▶ _Texte à analyser_
++++++++++

Esseulé, le président Wade n’avait plus de leviers entre les mains pour assurer la montée en puissance du projet de transformation de la diaspora en sixième région. Surtout dans le contexte de la forte réticence de certains chefs d’État qui voient plutôt en la diaspora un « nid d’opposants ». Pour ne rien simplifier à la faisabilité de l’initiative, la Commission de l’UA a donné de la diaspora une définition beaucoup trop large pour qu’elle puisse se fédérer autour d’une idée. « La diaspora africaine, affirme-t-elle, est constituée des personnes d’origine africaine vivant hors du continent désireuses de contribuer au développement et à la construction de l’Union africaine, quelles que soient leur citoyenneté et leur nationalité ».
Des migrants investisseurs
Ainsi définie, la diaspora africaine intègre très clairement les fils et filles d’Africains déportés hors du continent par l’esclavage, soit, d’après les chiffres avancés par la Commission de l’Union africaine : 112,65 millions de personnes en Amérique latine, 39,16 millions en Amérique du Nord, 13,65 millions aux Caraïbes et 3,51 millions en Europe. À part quelques tentatives éphémères et inabouties, cette immense diaspora n’a jamais réussi à s’organiser pour siéger dans son fauteuil de sixième région. Derrière cet échec à se fédérer se cache en réalité l’ambiguïté des rapports entre les diasporas africaines et leur pays d’origine. En effet, tant qu’ils s’en tiennent à envoyer de l’argent aux frères, sœurs et parents, les migrants africains étaient applaudis des deux mains. À regarder de près les sommes envoyées, on mesure mieux les enjeux qui s’y rattachent. L’étude de la Banque africaine de développement (BAD) de 2014 est éclairante : en 2012, les Africains ont transféré vers leur pays d’origine près de 62,43 milliards de dollars (58,21 milliards d’euros), soit bien plus que l’aide publique au développement en faveur du continent, estimée, elle, à près de 56 milliards de dollars, et même mieux que les investissements directs étrangers chiffrés à 50 milliards de dollars.

++++++++++

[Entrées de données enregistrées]
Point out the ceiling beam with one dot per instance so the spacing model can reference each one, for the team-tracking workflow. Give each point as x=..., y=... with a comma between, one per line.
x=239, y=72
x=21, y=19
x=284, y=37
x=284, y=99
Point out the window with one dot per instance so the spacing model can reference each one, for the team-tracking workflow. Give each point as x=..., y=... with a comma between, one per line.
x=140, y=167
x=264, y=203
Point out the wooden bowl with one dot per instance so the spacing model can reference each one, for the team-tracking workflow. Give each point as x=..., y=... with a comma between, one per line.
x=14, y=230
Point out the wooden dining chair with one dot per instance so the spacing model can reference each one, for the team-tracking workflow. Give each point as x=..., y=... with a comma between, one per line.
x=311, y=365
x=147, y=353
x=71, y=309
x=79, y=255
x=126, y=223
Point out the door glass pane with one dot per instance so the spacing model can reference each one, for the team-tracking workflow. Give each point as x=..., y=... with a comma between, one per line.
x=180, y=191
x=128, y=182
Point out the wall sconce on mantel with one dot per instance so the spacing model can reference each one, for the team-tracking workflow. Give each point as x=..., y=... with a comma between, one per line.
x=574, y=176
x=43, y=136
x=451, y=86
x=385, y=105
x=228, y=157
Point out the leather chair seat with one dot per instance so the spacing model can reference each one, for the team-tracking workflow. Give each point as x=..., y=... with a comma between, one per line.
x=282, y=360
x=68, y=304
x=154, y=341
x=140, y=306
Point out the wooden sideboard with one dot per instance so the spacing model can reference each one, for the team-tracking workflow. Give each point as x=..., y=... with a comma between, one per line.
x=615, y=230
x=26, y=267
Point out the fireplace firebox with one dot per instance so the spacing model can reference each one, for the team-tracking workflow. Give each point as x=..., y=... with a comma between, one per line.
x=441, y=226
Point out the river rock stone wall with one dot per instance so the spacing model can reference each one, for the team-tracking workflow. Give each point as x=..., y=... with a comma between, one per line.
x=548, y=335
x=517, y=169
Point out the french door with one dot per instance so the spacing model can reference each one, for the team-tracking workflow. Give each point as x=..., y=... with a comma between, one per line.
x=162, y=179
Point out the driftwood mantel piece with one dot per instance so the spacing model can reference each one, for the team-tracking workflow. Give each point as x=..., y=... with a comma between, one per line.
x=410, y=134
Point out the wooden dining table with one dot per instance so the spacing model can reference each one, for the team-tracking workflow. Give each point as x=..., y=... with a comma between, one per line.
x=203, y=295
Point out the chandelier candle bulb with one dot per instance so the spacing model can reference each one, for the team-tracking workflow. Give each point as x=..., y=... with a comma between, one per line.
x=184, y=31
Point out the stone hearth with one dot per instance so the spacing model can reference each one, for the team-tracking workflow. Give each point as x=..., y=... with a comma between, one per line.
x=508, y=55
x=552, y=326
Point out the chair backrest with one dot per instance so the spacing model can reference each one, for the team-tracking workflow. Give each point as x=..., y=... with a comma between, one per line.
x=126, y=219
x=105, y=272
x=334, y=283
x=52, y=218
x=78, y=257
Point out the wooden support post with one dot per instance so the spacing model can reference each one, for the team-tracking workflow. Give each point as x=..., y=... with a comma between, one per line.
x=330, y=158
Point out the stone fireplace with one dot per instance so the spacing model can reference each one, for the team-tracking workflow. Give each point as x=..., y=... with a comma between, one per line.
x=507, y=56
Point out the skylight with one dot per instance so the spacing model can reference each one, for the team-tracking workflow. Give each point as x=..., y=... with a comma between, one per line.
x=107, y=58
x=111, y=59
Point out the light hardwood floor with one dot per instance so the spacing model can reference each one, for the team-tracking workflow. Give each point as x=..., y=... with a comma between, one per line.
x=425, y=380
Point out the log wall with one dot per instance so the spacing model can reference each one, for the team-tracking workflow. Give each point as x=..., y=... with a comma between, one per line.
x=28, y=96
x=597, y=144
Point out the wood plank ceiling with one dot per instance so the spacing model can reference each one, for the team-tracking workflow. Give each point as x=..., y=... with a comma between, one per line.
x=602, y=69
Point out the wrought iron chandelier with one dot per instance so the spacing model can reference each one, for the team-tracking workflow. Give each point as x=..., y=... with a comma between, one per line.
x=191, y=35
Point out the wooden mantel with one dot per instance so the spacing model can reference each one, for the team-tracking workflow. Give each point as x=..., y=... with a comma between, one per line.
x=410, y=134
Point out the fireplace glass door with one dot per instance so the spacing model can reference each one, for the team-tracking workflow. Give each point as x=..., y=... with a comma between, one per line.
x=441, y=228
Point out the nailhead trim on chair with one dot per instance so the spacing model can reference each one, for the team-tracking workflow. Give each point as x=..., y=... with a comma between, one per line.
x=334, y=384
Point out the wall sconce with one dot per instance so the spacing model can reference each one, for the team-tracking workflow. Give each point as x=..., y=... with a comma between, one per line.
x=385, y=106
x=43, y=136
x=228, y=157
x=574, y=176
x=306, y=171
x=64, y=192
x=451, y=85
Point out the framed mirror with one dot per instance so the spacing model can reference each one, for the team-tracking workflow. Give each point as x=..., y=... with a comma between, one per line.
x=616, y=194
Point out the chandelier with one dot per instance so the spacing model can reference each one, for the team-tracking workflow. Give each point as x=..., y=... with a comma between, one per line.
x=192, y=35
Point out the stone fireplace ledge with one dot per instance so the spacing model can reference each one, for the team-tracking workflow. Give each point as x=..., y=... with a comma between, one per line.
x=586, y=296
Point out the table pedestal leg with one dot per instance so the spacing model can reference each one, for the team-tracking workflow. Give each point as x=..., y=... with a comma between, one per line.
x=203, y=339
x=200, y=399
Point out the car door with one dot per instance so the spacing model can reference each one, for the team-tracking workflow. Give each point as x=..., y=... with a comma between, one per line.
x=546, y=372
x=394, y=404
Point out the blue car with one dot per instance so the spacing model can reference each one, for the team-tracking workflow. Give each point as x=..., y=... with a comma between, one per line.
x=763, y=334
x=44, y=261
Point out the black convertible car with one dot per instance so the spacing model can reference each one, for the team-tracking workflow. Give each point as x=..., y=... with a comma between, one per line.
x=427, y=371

++++++++++

▶ _À faire_
#1 Dites si chaque affirmation s'accorde avec le texte sur la diaspora africaine. Répondez par oui ou non, puis citez mot pour mot les termes du texte qui tranchent.
(a) Pour la Commission de l'UA, il faut avoir une nationalité africaine pour faire partie de la diaspora.
(b) En 2012, l'argent envoyé par les Africains vers leur pays d'origine a dépassé l'aide publique au développement.
(c) La diaspora a fini par occuper sa place de sixième région.
#2 Répondez à ces questions sur le texte sur la diaspora africaine.
(a) Que voient certains chefs d'État dans la diaspora ?
(b) D'après la Commission de l'Union africaine, combien de personnes de la diaspora vivent en Amérique du Nord ?
(c) À combien sont chiffrés les investissements directs étrangers ?

▶ _Réponses_
#1
(a) Non : « quelles que soient leur citoyenneté et leur nationalité ».
(b) Oui : « soit bien plus que l’aide publique au développement en faveur du continent ».
(c) Non : « cette immense diaspora n’a jamais réussi à s’organiser pour siéger dans son fauteuil de sixième région ».

#2
(a) Un « nid d’opposants ».
(b) 39,16 millions.
(c) 50 milliards de dollars.